We discuss about how information systems are historically handled, and why time series databases will play a critical role for data in the near future.
To address the data processing needs of the world of sensors and the Internet of things, SenX has developed Warp 10 and WarpScript, a suite of software based on data models known as Time Series and Geo Time Series. In this article, we dive into the historical reasons why the industry is shifting toward time series models.
In order to cope with these demanding needs, organizations must transform the way they think about their information systems. Only by doing so will they be able to compete with other major digital players in the world. It is the real challenge that is underlying. That is why the "all-connected" world where we live in is witnessing the advent of time series databases.
|Learn more about What is a Time Series Database.|
Diversity of data types and their processing
Within companies, data is generally managed in large "relational" databases, also known as structured or SQL databases. Derived from business applications, they are structured with strong functional dominance. Formats and semantics within these databases are specific to each sector according to its needs. Mostly, every company uses relational databases, which are managed by their IT department (or an external company).
Until the mid-2000s, the question of changing the data model did not arise. Any new project would naturally fit in an existing mold.
The growth of messaging and social media has changed the situation. Soon, the volumes of data (texts, sounds, images, videos) became considerable while avoiding the constraints of business applications. With this in mind, the major players on the Internet (mainly Google and Facebook) had to imagine other database structures: NoSQL databases.
The rise of sensors, and more generally of the Internet of Things, has created other constraints. They generate volumes of data with a very variable frequency in each case. We are able to process data that can be transmitted thousands of times per second.
But we also need to cope with a large number of sensors which emit flows in parallel with different characteristics. In addition to a massive data processing capacity, it is necessary to analyze the considerable flows of raw information to be able to derive value.
This set of constraints has led to the emergence of a particular model of data: time series
They are already known, in a special format, to economic statisticians. It is no longer a question of organizing data according to functional criteria linked to business types, but to focus on their temporal occurrence. The main input key of the datum is its timestamp with accuracy and synchronization which should be as close to perfect as possible.

- **PARTS OF THE EXERCISE**
1. Answer these questions using the article on time series databases, one line per answer, marked like the questions.
(a) Which company developed Warp 10 and WarpScript?
(b) Until when did the question of changing the data model not arise?
(c) What is the main input key of the datum in a time series?
2. Retype the part of the article on time series databases that opens with the words containing "The rise of" and closes with "times per second.".
3. Summarize the article on time series databases in two sentences.

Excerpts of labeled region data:
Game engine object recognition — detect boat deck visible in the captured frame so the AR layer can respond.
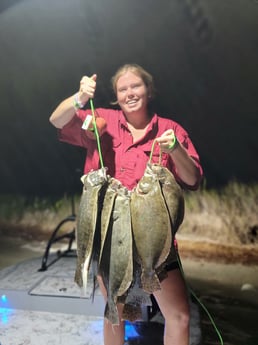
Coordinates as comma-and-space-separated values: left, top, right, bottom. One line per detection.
0, 251, 201, 345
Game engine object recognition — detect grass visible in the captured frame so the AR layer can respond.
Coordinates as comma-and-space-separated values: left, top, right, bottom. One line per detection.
180, 182, 258, 245
0, 182, 258, 245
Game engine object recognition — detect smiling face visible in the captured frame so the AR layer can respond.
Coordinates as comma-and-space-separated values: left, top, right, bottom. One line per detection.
116, 70, 148, 115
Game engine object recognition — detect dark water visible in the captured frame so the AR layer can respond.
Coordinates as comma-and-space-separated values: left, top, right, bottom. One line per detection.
0, 236, 258, 345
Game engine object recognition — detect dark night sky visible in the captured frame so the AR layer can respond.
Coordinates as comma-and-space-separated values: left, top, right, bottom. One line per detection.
0, 0, 258, 195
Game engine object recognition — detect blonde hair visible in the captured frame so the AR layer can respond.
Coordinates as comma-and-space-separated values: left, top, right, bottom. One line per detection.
111, 64, 155, 104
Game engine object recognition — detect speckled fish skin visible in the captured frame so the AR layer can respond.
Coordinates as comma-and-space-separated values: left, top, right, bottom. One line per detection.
75, 168, 107, 294
146, 163, 185, 232
99, 177, 121, 263
99, 184, 133, 325
131, 170, 172, 293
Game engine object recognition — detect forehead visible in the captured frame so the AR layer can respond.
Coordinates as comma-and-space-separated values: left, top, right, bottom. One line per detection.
116, 71, 143, 86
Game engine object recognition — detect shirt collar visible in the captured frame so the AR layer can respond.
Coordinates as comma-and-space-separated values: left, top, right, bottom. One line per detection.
119, 110, 158, 134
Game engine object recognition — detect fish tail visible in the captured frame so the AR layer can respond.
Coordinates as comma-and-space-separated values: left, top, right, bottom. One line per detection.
141, 270, 161, 294
82, 258, 89, 296
104, 301, 119, 325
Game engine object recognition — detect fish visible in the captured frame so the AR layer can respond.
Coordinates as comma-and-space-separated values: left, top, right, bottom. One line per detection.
122, 258, 152, 322
99, 177, 121, 263
99, 180, 133, 325
74, 168, 107, 295
146, 163, 185, 232
131, 169, 172, 294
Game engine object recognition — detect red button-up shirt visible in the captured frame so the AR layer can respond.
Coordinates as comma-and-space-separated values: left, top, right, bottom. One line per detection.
59, 108, 202, 190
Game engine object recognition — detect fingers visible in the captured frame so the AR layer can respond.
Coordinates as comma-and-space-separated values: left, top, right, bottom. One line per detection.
79, 74, 97, 98
156, 129, 176, 153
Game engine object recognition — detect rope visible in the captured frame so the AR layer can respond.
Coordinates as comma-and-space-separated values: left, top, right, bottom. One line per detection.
176, 249, 224, 345
90, 98, 104, 168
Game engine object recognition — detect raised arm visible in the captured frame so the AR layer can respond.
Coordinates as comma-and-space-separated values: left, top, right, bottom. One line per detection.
49, 74, 97, 128
157, 129, 201, 187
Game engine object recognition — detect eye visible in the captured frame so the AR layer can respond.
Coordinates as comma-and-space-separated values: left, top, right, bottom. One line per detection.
132, 83, 142, 89
117, 87, 126, 92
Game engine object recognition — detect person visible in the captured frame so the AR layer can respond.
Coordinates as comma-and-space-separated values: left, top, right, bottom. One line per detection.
50, 64, 203, 345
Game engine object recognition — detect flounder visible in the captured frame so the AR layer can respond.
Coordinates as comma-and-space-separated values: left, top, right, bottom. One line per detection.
74, 168, 107, 294
131, 169, 172, 293
99, 179, 133, 324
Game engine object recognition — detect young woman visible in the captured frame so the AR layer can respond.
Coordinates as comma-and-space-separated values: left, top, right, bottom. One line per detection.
50, 64, 202, 345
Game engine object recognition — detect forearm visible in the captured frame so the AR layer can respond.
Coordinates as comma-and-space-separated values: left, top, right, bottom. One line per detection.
49, 95, 87, 128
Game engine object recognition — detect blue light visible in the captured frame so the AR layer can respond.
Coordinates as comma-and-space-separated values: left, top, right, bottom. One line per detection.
0, 308, 14, 325
125, 321, 139, 341
1, 295, 7, 303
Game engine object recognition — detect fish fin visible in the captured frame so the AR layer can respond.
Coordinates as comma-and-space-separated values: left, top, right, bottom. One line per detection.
122, 303, 142, 322
141, 270, 161, 294
104, 301, 119, 325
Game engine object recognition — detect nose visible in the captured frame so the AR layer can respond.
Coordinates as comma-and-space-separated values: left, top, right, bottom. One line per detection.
126, 87, 134, 98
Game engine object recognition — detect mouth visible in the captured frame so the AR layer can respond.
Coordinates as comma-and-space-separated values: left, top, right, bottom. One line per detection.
126, 99, 138, 106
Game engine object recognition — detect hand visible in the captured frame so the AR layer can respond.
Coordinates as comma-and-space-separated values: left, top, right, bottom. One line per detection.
156, 129, 178, 153
78, 74, 97, 104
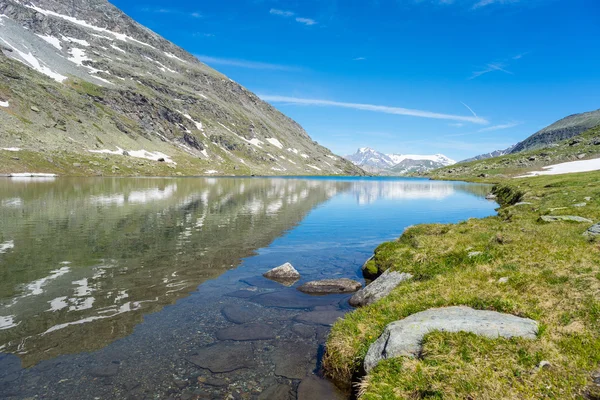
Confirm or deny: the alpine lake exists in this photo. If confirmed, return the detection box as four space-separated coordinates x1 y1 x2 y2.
0 177 497 399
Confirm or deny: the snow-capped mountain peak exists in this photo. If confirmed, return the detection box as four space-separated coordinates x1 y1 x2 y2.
345 147 456 174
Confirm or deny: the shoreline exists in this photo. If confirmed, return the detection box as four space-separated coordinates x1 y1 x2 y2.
323 172 600 399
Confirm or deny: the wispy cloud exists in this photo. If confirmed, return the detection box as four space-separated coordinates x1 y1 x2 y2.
477 122 522 132
196 54 302 72
141 7 202 18
269 8 294 17
269 8 318 26
296 17 317 26
469 52 528 79
472 0 519 10
259 95 489 125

- **PROBLEM SOLUTIONS**
1.
(a) SenX
(b) Until the mid-2000s
(c) Its timestamp

2.
The rise of sensors, and more generally of the Internet of Things, has created other constraints. They generate volumes of data with a very variable frequency in each case. We are able to process data that can be transmitted thousands of times per second.

3. Companies have generally managed data in relational databases, but the growth of messaging and social media led major Internet players to create NoSQL databases, and the rise of sensors and the Internet of Things brought further constraints. These constraints led to the emergence of time series, a data model that organizes data by temporal occurrence, with the timestamp as the main input key.